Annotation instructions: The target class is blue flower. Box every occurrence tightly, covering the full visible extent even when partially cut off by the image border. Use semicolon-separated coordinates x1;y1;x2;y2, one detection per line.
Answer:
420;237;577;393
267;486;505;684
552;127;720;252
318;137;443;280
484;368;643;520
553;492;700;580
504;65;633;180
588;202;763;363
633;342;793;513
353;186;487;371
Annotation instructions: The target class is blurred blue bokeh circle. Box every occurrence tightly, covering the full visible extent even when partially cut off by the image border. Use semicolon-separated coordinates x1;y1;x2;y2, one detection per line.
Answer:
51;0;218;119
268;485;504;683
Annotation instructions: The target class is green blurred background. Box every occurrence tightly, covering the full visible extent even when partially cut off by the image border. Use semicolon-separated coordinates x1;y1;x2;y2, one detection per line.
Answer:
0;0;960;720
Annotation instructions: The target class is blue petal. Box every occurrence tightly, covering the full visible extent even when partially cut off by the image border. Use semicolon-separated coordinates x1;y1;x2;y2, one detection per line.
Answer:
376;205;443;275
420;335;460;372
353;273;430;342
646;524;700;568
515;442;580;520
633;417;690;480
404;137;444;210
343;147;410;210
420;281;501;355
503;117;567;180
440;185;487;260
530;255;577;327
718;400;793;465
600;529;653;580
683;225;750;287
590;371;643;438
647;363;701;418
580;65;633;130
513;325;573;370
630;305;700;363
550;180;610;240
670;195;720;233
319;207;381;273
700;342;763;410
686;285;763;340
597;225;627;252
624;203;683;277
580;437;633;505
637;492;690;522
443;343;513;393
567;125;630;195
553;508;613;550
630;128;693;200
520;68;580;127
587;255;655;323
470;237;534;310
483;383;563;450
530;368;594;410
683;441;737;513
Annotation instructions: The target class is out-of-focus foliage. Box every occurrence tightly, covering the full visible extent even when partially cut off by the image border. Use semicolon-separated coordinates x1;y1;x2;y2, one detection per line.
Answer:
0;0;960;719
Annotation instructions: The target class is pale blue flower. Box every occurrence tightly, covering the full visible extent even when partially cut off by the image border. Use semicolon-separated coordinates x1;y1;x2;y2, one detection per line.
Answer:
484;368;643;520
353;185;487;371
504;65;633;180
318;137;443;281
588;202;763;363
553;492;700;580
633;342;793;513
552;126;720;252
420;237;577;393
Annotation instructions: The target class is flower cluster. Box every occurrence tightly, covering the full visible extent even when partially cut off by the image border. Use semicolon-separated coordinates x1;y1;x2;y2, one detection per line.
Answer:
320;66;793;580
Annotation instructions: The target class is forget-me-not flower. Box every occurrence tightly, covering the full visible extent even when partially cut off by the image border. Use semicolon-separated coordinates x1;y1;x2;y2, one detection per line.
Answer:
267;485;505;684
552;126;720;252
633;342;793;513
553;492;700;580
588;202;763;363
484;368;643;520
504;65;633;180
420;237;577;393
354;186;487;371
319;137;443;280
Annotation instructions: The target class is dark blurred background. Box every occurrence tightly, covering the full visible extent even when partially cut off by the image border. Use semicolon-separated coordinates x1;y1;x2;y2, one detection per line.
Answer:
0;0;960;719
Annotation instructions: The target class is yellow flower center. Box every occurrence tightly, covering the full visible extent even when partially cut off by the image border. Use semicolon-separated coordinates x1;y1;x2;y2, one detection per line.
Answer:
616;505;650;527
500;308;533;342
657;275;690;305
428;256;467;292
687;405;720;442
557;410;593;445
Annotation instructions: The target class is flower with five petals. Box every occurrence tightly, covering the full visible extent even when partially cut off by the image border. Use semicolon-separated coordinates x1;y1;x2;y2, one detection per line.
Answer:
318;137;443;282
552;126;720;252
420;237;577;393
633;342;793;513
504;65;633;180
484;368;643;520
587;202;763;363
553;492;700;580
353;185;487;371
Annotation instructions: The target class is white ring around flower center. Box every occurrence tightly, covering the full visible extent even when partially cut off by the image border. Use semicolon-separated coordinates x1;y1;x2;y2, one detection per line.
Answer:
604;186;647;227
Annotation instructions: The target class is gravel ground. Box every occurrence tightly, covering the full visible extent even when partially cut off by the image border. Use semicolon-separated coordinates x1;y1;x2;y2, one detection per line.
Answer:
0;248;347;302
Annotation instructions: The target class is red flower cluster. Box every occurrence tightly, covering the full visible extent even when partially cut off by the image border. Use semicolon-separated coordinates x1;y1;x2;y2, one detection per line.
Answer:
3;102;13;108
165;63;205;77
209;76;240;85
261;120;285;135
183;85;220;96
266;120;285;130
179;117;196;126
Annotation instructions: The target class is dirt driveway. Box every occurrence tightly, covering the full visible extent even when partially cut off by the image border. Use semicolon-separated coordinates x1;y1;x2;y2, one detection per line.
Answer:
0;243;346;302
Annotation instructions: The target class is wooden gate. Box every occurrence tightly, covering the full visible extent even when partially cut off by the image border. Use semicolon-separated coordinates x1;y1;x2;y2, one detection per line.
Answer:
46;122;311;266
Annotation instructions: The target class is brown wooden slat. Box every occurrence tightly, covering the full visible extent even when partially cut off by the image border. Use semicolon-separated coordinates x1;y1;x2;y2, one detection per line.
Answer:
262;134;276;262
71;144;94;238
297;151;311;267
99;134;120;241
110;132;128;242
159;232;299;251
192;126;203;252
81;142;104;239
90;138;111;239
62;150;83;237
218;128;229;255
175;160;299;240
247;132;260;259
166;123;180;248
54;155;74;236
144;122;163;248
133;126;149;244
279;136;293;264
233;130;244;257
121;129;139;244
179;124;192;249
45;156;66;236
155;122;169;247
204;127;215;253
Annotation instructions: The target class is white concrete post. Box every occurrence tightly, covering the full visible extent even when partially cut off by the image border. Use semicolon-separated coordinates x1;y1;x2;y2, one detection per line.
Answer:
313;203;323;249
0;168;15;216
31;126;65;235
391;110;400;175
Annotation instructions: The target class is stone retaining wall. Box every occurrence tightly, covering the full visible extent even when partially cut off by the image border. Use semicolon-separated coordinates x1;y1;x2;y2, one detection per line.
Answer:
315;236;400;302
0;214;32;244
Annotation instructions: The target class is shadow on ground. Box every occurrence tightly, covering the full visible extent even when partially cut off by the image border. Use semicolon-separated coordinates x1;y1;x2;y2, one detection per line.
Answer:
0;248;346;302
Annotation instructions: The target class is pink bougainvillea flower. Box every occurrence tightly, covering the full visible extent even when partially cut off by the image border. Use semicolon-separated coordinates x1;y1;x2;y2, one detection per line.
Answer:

* * *

Reproduce all of the material above verbatim, line for line, with nothing added, dropped, or changed.

# [Solution to this problem]
Annotation instructions: The target class is blue flower. Box every occurrence tightly, covering the full visible extent even when partially cut off by the image border. Use semicolon-separated coordinates x1;y1;x2;y2, one detection per line.
Answer:
420;237;577;393
267;486;505;684
552;127;720;252
318;137;443;280
484;368;643;520
553;492;700;580
504;65;633;180
588;202;763;363
633;342;793;513
353;186;487;371
Annotation instructions: The target class is blurred blue bokeh circle. Box every occurrence tightly, covering the full visible extent even when partially cut off by the image border. Use semicolon-separated coordinates x1;y1;x2;y2, one detection per line.
Answer:
51;0;218;119
268;485;504;683
Annotation instructions: The target class is green blurred background. Box every occurrence tightly, covering the full visible extent even when partially cut off by the image border. Use semicolon-separated coordinates x1;y1;x2;y2, one detection per line.
Answer:
0;0;960;720
Annotation instructions: The target class is blue petal. Box every occurrence tightly, covering the full visible extent even when partially cut off by the image border. Use semicolon-separated coordinates x1;y1;x2;y2, one detection per line.
Answer:
376;205;443;275
420;335;460;372
353;273;430;342
646;524;700;568
515;442;580;520
633;417;690;480
404;137;444;210
343;147;410;210
420;281;501;355
503;117;567;180
440;185;487;260
530;255;577;327
718;400;793;465
600;529;653;580
683;225;750;287
590;371;643;438
647;363;701;418
580;65;633;130
513;325;573;370
630;305;700;363
550;180;610;240
670;195;720;233
319;207;381;273
700;342;763;410
686;285;763;340
597;225;627;252
624;203;683;277
580;437;633;505
637;492;690;522
443;343;513;393
567;125;630;195
553;508;613;550
630;128;693;200
520;68;580;127
587;255;655;323
470;237;534;310
483;383;563;450
530;368;594;410
683;441;737;513
Annotation instructions: The target class is out-of-focus foliage. Box every occurrence tightly, covering the full visible extent even when partially cut off by the image border. Use semicolon-separated coordinates x1;y1;x2;y2, one detection per line.
Answer:
0;0;960;719
Annotation instructions: The target class is pale blue flower. Box every occurrence tightly, covering the full visible extent even when partially cut off by the image border. Use semicolon-separated coordinates x1;y1;x2;y2, one detection per line.
Answer:
484;368;643;520
353;185;487;371
504;65;633;180
318;137;443;281
588;202;763;363
553;492;700;580
633;342;793;513
552;126;720;252
420;237;577;393
Annotation instructions: The target class is flower cluster. Box every occurrence tightly, covering the full visible extent even when partially cut off by the image border. Use semicolon-separated coordinates x1;y1;x2;y2, one detection per line.
Answer:
320;66;793;580
Annotation instructions: The target class is forget-me-not flower. Box every occurrence tightly, covering the full visible extent even when partially cut off by the image border. Use semicolon-separated coordinates x1;y1;x2;y2, one detection per line.
Answer:
267;485;505;684
552;126;720;252
633;342;793;513
553;492;700;580
588;202;763;363
484;368;643;520
504;65;633;180
420;237;577;393
354;186;487;371
319;137;443;280
Annotation instructions: The target class is dark blurred background. Box every occurrence tightly, covering the full visible extent even when partially cut off by the image border. Use semicolon-separated coordinates x1;y1;x2;y2, one detection per line.
Answer:
0;0;960;719
Annotation instructions: The target class is yellow flower center. Box every occurrence tightly, covering the full visible extent even when partially cut off by the image border. Use semicolon-separated coordinates x1;y1;x2;y2, one detection per line.
Answer:
616;505;650;527
500;308;533;342
657;275;690;305
428;256;467;292
687;405;720;442
557;410;593;445
Annotation instructions: The target class is flower with five petals. Box every occurrence tightly, covering the full visible extent even when partially cut off by the image border. Use semicolon-separated coordinates x1;y1;x2;y2, one detection per line.
Answer:
318;137;443;282
552;126;720;252
420;237;577;393
633;342;793;513
504;65;633;180
484;368;643;520
587;202;763;363
553;492;700;580
353;185;487;371
Annotation instructions: The target class is white ring around flower center. Box every occurrence tightly, covering the full visible extent even when partially cut off by the image border. Use semicolon-separated coordinates x1;y1;x2;y2, one detection per line.
Answer:
604;186;647;227
Annotation instructions: The target class is gravel ground. Box every occurrence tightly, covering the full visible extent even when partially cut off by the image border. Use semicolon-separated coordinates x1;y1;x2;y2, one detection per line.
Answer:
0;248;347;302
Annotation instructions: The target class is red flower cluster. Box every occurrence tightly, covering the full visible extent even when partially cut off by the image border. Use semicolon-separated coordinates x1;y1;x2;y2, one detection per line.
Answer:
3;102;13;108
165;63;205;77
209;76;240;85
261;120;285;135
183;85;220;96
266;120;285;130
179;117;196;126
Annotation instructions: The target class is dirt driveway. Box every occurrence tightly, covering the full visible extent even when partially cut off by the image border. Use semicolon-separated coordinates x1;y1;x2;y2, one detection per line.
Answer:
0;243;346;302
Annotation instructions: The target class is wooden gate. Box every occurrence tightly, covering the full visible extent even when partially cut off by the image border. Use semicolon-separated coordinates x1;y1;x2;y2, one detection per line.
Answer:
46;122;311;266
Annotation instructions: The target class is brown wooden slat. Box every occurrence tightly, covering the full visible extent even when partially cut off by the image border. Use semicolon-separated coordinates x1;y1;x2;y2, one detection per line.
Answer:
262;134;276;262
71;144;94;238
297;151;311;267
99;134;120;241
110;132;128;242
159;232;299;251
192;126;203;252
81;142;104;239
90;138;111;239
62;150;83;237
218;128;229;255
175;160;299;240
247;132;260;259
166;123;180;248
54;155;74;236
144;122;163;248
133;126;149;244
279;136;293;264
233;130;244;257
121;129;139;244
179;124;192;249
45;156;66;236
155;122;169;247
204;127;215;253
Annotation instructions: The target class is white concrete post. Box every occurrence tightly, covering the full visible extent even when partially cut off by the image border. Use semicolon-separated coordinates x1;y1;x2;y2, one detection per line.
Answer:
313;203;323;249
0;168;15;216
31;126;65;235
391;110;400;175
Annotation instructions: The target class is stone retaining wall. Box every occurrence tightly, covering the full visible extent even when partially cut off by the image border. Use semicolon-separated coordinates x1;y1;x2;y2, one detection per line.
Answer:
315;236;400;302
0;214;32;244
Annotation instructions: The target class is shadow on ground. Box every occurrence tightly, covering the full visible extent even when partially cut off by the image border. Use semicolon-separated coordinates x1;y1;x2;y2, one detection per line.
Answer:
0;248;346;302
Annotation instructions: The target class is pink bougainvillea flower. Box every occurrence tightly, covering the full visible extent even when partially cut off by the image border. Use semicolon-separated coordinates x1;y1;x2;y2, one detection per line.
Answer:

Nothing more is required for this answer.